-- begin MATERIAL SHOWN --
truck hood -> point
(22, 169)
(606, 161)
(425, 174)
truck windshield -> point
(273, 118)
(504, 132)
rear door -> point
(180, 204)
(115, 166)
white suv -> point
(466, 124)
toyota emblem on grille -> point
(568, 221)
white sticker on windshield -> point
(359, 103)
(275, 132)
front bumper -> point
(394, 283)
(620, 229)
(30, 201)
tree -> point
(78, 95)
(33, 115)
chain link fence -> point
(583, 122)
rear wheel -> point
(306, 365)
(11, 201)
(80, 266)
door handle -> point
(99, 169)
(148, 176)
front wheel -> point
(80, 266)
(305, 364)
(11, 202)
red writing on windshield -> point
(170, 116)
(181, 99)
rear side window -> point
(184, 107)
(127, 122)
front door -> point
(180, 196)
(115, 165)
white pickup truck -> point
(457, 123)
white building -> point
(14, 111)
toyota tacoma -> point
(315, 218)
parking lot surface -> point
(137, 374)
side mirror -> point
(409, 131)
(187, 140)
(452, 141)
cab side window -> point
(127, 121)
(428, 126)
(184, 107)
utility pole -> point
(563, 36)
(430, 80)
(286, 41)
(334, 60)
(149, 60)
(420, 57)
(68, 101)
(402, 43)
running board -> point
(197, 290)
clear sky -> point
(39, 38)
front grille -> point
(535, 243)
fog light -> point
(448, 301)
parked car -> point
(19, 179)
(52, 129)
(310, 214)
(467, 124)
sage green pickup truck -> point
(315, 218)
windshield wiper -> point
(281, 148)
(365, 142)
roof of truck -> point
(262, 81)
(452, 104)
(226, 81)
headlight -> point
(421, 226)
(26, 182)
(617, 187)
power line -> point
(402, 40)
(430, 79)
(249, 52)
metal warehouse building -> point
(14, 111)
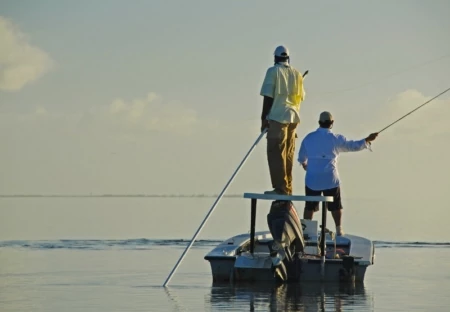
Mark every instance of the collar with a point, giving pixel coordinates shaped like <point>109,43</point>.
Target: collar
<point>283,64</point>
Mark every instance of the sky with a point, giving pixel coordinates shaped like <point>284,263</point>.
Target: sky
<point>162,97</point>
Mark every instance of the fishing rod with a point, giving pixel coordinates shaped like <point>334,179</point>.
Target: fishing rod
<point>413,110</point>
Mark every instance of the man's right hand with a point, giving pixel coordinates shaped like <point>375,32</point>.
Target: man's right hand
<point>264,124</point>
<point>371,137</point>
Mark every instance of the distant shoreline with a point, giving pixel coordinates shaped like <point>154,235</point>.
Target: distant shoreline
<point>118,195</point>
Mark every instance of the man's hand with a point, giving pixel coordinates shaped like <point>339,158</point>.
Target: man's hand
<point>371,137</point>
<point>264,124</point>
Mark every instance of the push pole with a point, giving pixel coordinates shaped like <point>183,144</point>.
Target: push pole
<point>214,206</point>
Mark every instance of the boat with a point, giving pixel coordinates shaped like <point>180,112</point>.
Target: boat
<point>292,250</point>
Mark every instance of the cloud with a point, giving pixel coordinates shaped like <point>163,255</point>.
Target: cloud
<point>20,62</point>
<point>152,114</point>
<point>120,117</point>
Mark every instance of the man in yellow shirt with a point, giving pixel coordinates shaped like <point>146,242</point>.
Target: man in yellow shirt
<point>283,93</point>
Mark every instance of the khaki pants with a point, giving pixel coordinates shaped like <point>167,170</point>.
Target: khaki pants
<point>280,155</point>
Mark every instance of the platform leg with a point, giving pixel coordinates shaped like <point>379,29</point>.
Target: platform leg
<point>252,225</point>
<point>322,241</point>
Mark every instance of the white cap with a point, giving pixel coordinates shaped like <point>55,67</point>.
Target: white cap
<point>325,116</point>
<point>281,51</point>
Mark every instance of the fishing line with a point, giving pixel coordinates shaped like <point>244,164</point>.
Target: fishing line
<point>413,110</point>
-- end MATERIAL SHOWN --
-- begin MATERIAL SHOWN --
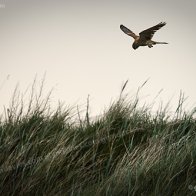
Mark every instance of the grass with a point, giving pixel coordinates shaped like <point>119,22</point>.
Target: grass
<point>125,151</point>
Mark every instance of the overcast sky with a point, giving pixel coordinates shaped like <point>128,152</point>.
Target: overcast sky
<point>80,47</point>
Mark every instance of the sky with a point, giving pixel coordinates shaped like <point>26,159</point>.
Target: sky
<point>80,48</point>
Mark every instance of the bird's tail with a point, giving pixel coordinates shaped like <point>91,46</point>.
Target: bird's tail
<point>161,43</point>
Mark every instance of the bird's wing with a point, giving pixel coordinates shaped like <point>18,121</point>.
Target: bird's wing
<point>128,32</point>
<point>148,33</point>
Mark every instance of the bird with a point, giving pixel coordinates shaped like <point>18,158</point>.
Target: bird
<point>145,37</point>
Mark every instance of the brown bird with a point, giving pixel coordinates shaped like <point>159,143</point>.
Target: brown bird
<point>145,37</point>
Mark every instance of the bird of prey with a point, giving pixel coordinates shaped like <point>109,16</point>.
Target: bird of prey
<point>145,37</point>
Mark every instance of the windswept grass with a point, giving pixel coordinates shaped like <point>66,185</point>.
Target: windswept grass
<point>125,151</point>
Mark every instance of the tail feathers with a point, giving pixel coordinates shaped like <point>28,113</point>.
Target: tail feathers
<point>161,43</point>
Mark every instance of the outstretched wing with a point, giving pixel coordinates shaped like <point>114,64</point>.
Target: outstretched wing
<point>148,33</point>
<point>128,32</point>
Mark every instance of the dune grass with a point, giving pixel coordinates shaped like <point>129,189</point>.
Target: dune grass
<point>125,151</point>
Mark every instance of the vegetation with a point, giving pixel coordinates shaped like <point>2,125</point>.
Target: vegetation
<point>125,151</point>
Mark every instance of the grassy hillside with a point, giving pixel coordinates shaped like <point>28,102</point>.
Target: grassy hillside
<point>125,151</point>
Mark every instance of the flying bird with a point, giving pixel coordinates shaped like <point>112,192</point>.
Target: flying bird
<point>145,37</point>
-- end MATERIAL SHOWN --
## [TASK TO CARRY OUT]
Copy out the items above from the line containing "utility pole -> point" to the line containing "<point>118,195</point>", both included, without changing a character. Leave out the picture.

## [OUTPUT FOR THIS TASK]
utility pole -> point
(563, 36)
(430, 80)
(286, 41)
(334, 60)
(149, 60)
(420, 57)
(68, 101)
(402, 43)
running board -> point
(197, 290)
clear sky -> point
(39, 38)
front grille -> point
(535, 243)
fog light -> point
(448, 301)
parked car -> point
(19, 179)
(52, 129)
(310, 214)
(467, 124)
sage green pickup truck -> point
(315, 218)
windshield wiper -> point
(281, 148)
(365, 142)
roof of truck -> point
(262, 81)
(452, 104)
(226, 81)
headlight -> point
(421, 226)
(26, 182)
(617, 187)
power line -> point
(402, 40)
(430, 79)
(249, 52)
metal warehouse building -> point
(14, 111)
Mark every instance of the collar with a point, giving pixel coordinates shaped like <point>109,43</point>.
Target: collar
<point>283,64</point>
Mark every instance of the sky with a point, giving pixel coordinates shaped like <point>284,263</point>.
Target: sky
<point>162,97</point>
Mark every instance of the fishing rod with a point, giving pixel coordinates shaped like <point>334,179</point>.
Target: fishing rod
<point>413,110</point>
Mark every instance of the man's right hand with a point, giving pixel coordinates shaped like <point>375,32</point>.
Target: man's right hand
<point>264,124</point>
<point>371,137</point>
Mark every instance of the distant shoreline with a point, giving pixel coordinates shaped like <point>154,235</point>.
Target: distant shoreline
<point>118,195</point>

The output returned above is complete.